Things to do:
1: Summarize the article on Second Harvest Foodbank in two sentences.
2: Rewrite the paragraph of the article on Second Harvest Foodbank that begins "According to Iberis, Second Harvest" as a bulleted list, keeping its main facts.
3: Pick up the article on Second Harvest Foodbank after its last paragraph and write the next one.

Reading text:
--- --- ---
Help is needed to get the food to the people, especially in outlying areas.
By JULIE A. WAGNER
VINDICATOR STAFF WRITER
YOUNGSTOWN -- Area clergy sent out a call to Mahoning Valley churches Thursday to help Second Harvest Foodbank feed the hungry.
"Small churches and large churches alike can do this. God has called every faith we invited today as a common grid" to aid in food distribution, the Rev. Gene Eason told about 30 clergy at an interfaith service at Second Harvest's new warehouse facility on Salt Springs Road. The Rev. Mr. Eason had sent 900 invitations.
The event, which included lunch and a tour of the facility, was the first local recognition of National Hunger Awareness Day, said Mr. Eason, pastor at Second Christian Church in Warren.
At Mr. Eason's request, about 10 clergy whose churches and synagogues have food distribution stood briefly during the service.
"These people can tell you what it's like out on the street," he said. It's that connection that the clergy and Second Harvest executive director Michael Iberis say they hope will aid the food bank.
Donation response is good
According to Iberis, Second Harvest has had good response for food donations, but needs help in getting it out to the people. Of the 200 organizations that distribute food for Second Harvest in Mahoning, Trumbull and Columbiana counties, 75 percent to 80 percent are either churches or other faith-based organizations, Iberis said. Second Harvest distributes about 26,000 pounds of food a day, or about 15,000 meals.
--- --- ---
Material supplied:
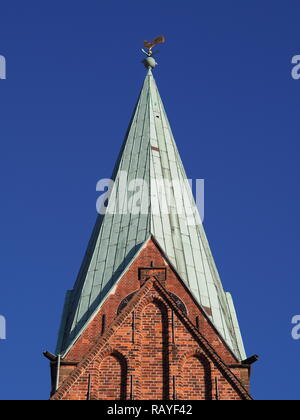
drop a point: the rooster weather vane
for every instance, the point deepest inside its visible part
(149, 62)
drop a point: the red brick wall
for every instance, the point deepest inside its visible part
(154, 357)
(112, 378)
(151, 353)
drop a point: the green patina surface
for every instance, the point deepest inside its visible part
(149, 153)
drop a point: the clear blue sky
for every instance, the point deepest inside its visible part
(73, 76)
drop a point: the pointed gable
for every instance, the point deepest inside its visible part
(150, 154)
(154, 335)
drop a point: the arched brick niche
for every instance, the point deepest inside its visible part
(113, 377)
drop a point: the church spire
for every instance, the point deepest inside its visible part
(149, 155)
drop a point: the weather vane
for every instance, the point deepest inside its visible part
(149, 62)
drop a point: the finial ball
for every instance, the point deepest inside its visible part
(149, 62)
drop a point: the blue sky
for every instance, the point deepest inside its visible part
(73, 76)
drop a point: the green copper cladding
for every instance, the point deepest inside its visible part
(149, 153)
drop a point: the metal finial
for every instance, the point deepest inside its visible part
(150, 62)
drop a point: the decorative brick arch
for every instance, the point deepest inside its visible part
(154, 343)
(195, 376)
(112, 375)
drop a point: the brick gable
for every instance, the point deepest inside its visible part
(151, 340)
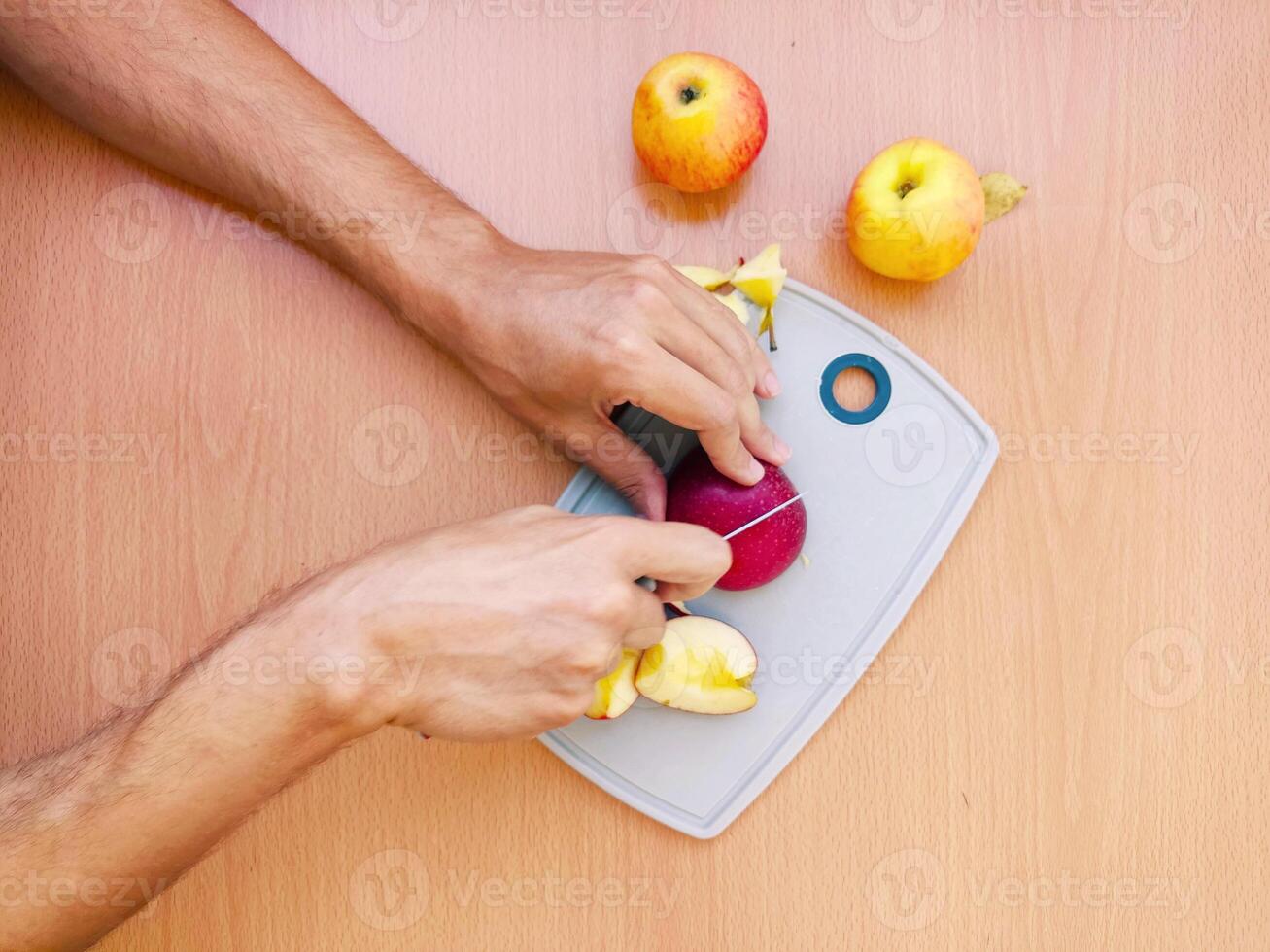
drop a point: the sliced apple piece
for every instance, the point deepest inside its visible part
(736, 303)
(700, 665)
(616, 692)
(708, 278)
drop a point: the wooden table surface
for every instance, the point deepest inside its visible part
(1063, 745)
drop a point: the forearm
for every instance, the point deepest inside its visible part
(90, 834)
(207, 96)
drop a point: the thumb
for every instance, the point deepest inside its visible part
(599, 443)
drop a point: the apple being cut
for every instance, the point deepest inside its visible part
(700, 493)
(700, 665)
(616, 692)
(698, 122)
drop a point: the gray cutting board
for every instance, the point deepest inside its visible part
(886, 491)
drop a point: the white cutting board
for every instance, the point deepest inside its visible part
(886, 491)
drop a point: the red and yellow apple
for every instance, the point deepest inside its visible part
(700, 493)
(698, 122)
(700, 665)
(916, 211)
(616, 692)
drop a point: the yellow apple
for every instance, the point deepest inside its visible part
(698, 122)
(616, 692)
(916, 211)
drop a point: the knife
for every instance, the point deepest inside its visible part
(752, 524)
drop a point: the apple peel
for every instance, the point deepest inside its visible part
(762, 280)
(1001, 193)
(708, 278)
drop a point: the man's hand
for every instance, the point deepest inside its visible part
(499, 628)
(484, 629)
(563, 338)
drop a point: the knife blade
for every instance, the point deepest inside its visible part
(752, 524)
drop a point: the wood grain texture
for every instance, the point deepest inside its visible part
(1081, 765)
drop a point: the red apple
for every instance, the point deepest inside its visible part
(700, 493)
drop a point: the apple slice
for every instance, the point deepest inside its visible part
--- --- ---
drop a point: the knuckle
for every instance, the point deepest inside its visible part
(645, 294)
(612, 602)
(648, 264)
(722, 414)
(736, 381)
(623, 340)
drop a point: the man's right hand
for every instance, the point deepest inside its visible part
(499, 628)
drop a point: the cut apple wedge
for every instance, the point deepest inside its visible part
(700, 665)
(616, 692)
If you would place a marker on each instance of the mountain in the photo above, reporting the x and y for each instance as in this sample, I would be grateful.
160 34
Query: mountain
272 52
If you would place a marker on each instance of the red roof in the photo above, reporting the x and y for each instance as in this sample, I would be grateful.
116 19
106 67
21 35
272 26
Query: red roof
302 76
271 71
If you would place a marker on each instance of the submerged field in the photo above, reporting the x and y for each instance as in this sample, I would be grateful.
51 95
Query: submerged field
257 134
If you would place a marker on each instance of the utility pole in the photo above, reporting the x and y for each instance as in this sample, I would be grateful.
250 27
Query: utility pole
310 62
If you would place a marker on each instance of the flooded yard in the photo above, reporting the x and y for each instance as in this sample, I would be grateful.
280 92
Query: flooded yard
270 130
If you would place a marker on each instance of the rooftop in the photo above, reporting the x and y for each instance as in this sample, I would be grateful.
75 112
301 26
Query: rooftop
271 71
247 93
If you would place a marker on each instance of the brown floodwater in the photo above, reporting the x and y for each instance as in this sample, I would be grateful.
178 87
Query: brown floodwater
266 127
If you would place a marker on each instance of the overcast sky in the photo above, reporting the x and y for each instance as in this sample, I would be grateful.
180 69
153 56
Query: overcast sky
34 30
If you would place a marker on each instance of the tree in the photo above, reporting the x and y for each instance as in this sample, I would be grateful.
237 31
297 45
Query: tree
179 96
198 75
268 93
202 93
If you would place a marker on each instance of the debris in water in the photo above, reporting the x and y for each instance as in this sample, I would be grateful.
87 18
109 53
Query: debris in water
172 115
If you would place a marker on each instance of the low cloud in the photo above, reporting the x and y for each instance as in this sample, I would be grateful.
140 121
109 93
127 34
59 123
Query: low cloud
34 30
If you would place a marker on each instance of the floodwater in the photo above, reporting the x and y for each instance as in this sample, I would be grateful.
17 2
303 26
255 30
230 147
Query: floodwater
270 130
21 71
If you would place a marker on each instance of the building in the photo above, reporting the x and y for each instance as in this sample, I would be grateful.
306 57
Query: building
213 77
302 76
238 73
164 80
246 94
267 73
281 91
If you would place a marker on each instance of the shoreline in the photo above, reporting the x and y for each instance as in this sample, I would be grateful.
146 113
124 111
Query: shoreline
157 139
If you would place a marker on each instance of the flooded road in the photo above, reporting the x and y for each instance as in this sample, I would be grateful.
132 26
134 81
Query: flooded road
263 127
--- --- ---
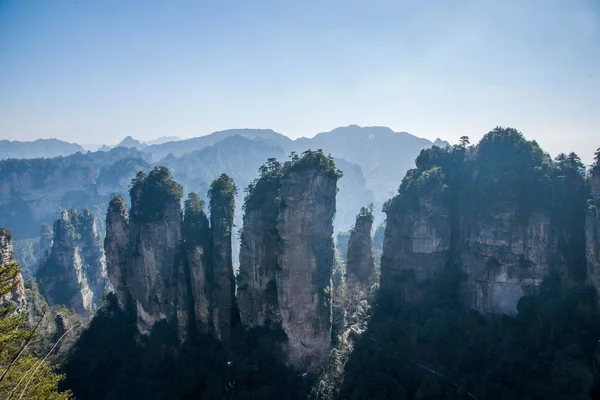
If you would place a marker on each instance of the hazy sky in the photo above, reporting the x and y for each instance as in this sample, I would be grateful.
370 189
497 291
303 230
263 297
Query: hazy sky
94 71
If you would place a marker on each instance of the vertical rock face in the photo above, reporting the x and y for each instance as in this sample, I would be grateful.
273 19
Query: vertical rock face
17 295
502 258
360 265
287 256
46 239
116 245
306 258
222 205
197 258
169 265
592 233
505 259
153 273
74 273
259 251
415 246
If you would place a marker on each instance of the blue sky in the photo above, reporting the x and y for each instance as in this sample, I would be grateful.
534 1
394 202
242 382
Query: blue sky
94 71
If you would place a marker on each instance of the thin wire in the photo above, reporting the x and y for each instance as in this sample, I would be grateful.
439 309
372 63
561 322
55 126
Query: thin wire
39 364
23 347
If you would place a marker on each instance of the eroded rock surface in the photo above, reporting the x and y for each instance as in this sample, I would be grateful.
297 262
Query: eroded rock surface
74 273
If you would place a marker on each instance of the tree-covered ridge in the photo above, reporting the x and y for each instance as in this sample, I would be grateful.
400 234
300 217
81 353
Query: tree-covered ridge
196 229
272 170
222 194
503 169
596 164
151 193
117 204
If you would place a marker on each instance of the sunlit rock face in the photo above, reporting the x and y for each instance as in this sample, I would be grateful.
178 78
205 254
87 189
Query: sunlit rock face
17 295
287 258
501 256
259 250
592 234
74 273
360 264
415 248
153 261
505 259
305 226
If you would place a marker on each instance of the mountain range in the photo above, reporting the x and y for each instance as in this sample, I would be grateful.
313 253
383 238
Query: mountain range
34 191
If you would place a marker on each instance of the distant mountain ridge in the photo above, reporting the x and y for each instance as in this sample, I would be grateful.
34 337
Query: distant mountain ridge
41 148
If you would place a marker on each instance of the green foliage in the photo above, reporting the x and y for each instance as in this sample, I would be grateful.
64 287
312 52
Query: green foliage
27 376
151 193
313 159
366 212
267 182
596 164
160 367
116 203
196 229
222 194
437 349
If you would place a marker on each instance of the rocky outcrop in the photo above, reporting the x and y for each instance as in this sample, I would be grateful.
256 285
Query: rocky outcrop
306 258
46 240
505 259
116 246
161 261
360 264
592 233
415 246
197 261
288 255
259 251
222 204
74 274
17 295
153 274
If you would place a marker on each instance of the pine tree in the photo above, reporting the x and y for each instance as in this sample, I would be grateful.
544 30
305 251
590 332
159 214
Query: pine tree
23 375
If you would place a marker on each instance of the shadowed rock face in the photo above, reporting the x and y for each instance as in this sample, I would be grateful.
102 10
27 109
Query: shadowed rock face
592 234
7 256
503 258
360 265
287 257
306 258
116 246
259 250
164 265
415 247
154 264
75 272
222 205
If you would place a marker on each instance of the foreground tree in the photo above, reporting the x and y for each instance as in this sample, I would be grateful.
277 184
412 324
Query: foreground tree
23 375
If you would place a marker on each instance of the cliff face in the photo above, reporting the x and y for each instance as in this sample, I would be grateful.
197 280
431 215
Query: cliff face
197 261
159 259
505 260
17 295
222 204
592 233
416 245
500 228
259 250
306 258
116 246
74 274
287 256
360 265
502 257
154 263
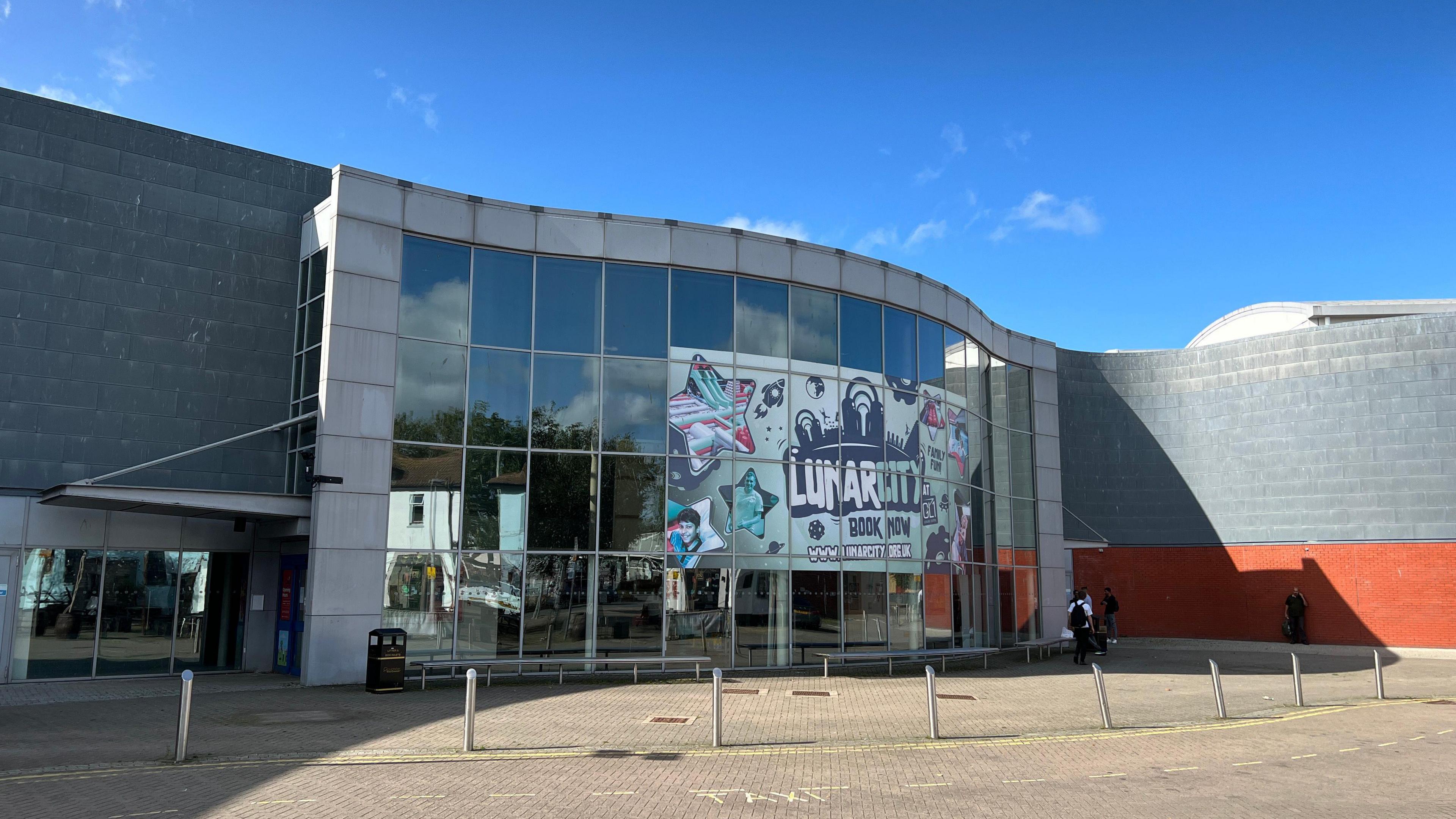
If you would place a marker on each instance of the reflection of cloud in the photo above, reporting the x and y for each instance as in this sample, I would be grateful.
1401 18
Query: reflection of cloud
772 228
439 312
--- --- ---
Responses per task:
1: Area clergy held an interfaith service at Second Harvest Foodbank's new warehouse on Salt Springs Road to call on Mahoning Valley churches to help distribute food to the hungry, in the first local recognition of National Hunger Awareness Day. Executive director Michael Iberis said the food bank has had a good response for donations but needs help getting the food to people, and most of the 200 organizations that distribute its food are churches or other faith-based groups.

2:
- Second Harvest has had a good response for food donations but needs help getting the food out to people.
- About 200 organizations distribute food for Second Harvest in Mahoning, Trumbull and Columbiana counties.
- Between 75 and 80 percent of these organizations are churches or other faith-based groups.
- Second Harvest distributes about 26,000 pounds of food a day, or about 15,000 meals.

3:
The day wasn't about raising money, but about encouraging churches to volunteer time and space for food distribution, Eason said after the service. His church, with an average attendance of 70 people, runs regular distributions and gives out groceries almost daily on an emergency basis.
The event was "a challenge to the faith community to help those who are hungry," said Rebecca Martinez, Second Harvest's director of Resource Development. She said help especially is needed in outlying areas such as the Masury/Brookfield area, East Liverpool and Leavittsburg.
The Rev. Felipe Estrada of the Church of God on Youngstown's East Side answered the challenge immediately after the service. The Rev. Mr. Estrada said he and his church had been thinking about establishing a food pantry because they knew there was a need.
"This was an opportunity for us to help the community," he said.